Give back, unchanged, each line from the one containing "Reviewer note: check that each instance of the wooden railing" through the last line of the entries below.
·····
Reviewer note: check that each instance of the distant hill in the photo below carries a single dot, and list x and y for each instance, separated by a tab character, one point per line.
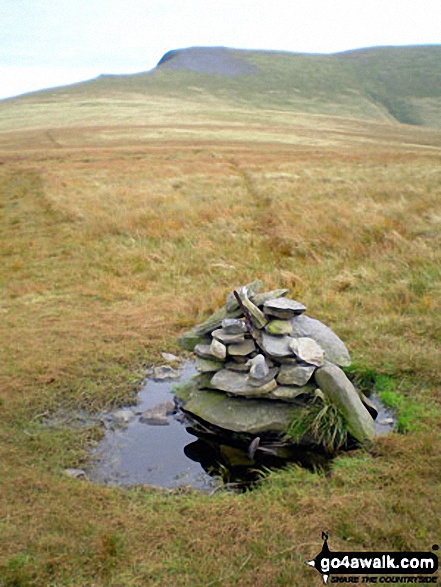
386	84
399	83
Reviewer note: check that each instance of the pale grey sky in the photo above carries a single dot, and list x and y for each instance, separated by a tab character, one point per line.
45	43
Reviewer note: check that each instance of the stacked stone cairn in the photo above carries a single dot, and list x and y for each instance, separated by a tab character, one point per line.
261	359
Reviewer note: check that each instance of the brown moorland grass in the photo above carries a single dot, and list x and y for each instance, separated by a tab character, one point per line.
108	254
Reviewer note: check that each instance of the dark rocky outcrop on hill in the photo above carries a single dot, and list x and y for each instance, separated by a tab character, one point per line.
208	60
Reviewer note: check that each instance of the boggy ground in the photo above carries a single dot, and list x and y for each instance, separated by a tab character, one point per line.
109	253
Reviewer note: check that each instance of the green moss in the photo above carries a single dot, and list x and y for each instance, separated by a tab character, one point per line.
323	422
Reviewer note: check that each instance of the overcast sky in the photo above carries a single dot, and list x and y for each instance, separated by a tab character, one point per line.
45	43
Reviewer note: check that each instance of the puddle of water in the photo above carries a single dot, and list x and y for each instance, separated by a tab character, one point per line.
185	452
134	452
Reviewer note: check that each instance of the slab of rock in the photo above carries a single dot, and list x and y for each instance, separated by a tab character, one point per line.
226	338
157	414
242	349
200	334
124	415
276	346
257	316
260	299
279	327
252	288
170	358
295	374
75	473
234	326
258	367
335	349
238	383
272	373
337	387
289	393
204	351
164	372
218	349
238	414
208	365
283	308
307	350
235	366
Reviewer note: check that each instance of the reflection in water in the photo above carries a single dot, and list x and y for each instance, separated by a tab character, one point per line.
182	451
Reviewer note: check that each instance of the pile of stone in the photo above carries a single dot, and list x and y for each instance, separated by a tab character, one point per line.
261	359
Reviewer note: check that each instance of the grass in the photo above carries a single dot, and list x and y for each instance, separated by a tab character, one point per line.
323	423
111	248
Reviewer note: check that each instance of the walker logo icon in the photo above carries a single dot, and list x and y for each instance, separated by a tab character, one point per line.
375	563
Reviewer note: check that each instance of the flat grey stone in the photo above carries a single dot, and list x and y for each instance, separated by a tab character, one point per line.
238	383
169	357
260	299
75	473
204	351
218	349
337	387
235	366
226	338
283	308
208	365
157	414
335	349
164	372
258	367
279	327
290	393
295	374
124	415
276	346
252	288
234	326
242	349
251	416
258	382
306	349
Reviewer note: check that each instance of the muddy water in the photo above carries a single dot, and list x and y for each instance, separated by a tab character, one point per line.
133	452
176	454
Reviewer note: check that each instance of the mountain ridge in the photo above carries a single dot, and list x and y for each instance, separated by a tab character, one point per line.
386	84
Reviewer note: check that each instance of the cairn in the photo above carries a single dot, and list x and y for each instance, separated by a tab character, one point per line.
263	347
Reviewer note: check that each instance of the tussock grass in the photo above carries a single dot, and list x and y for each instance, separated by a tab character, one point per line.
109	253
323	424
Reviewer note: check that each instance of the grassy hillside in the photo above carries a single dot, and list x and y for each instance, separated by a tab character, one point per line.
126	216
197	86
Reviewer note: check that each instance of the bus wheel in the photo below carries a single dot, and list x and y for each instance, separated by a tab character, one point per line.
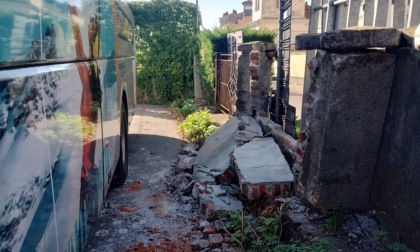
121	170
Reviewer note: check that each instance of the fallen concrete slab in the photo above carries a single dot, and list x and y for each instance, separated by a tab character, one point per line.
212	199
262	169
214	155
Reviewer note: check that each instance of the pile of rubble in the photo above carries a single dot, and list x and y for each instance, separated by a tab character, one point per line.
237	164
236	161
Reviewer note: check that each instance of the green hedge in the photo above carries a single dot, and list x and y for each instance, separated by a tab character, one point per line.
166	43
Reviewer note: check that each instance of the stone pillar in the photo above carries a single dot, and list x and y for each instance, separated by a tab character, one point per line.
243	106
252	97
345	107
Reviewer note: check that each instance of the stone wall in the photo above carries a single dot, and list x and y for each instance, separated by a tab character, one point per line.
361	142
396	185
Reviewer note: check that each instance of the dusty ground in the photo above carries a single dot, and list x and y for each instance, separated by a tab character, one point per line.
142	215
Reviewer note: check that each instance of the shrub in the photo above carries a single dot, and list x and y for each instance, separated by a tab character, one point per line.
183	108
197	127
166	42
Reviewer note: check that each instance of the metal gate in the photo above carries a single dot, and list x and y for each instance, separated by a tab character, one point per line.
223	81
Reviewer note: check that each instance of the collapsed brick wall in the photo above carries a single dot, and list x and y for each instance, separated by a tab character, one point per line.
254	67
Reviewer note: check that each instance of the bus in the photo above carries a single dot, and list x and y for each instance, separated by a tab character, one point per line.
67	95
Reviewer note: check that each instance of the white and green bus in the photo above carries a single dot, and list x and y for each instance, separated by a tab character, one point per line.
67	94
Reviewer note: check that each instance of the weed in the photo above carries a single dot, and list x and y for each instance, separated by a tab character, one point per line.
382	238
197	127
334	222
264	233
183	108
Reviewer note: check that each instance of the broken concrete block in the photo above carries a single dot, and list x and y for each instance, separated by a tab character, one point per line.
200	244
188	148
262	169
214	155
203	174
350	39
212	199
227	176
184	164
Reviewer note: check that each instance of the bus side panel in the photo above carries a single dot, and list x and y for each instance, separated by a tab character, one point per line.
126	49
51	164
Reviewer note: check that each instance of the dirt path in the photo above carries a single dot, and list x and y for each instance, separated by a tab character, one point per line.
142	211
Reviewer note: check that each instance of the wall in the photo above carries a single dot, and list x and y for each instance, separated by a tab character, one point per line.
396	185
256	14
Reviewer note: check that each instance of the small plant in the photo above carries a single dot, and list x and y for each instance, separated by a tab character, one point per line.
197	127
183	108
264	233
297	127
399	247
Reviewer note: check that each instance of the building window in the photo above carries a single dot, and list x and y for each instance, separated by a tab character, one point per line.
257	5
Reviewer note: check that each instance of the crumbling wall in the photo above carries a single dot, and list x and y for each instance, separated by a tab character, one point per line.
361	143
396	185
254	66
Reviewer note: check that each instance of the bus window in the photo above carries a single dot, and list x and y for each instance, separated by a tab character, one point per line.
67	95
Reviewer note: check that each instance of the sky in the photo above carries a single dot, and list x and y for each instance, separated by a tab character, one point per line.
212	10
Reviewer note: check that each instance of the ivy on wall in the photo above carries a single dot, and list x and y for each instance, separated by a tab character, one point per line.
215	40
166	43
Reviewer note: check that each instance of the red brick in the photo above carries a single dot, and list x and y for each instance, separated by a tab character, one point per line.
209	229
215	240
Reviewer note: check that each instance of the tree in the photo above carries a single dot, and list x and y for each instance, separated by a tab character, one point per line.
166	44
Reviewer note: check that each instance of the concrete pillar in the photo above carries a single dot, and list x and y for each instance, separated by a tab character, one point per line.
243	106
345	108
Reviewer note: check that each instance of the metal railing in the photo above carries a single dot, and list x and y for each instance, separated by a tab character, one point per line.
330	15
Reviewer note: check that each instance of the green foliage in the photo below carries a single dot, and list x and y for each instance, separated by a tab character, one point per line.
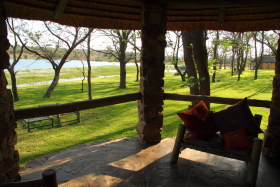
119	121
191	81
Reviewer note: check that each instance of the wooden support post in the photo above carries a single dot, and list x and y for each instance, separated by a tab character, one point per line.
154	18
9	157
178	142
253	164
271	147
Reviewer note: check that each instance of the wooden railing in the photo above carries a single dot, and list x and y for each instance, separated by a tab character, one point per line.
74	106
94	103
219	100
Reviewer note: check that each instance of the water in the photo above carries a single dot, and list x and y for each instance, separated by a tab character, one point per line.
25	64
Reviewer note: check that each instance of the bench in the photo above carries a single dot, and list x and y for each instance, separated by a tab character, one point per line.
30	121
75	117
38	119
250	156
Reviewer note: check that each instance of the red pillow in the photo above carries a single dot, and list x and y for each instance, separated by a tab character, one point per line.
·····
### [EXERCISE SOLUTION]
Reviewer note: check that each instance of the wooden railing in the photo above carries a single dot, and list x and y for each instance, separated by a tab character, one point per line.
74	106
94	103
219	100
Reviewer note: check that each instance of the water in the photo above carries a single dot, and list x and y for each instance, separated by a tab character, one point per line.
25	64
Reviewer note: check that each instance of the bench in the photo above carries a single dot, and list x and y for each instance, separated by a tab character, one point per line.
30	121
75	117
38	119
250	156
Reviewer note: check that each instance of the red pillow in the photo above carries a single dot, and list x and y for each instance, separated by a tab character, one point per line.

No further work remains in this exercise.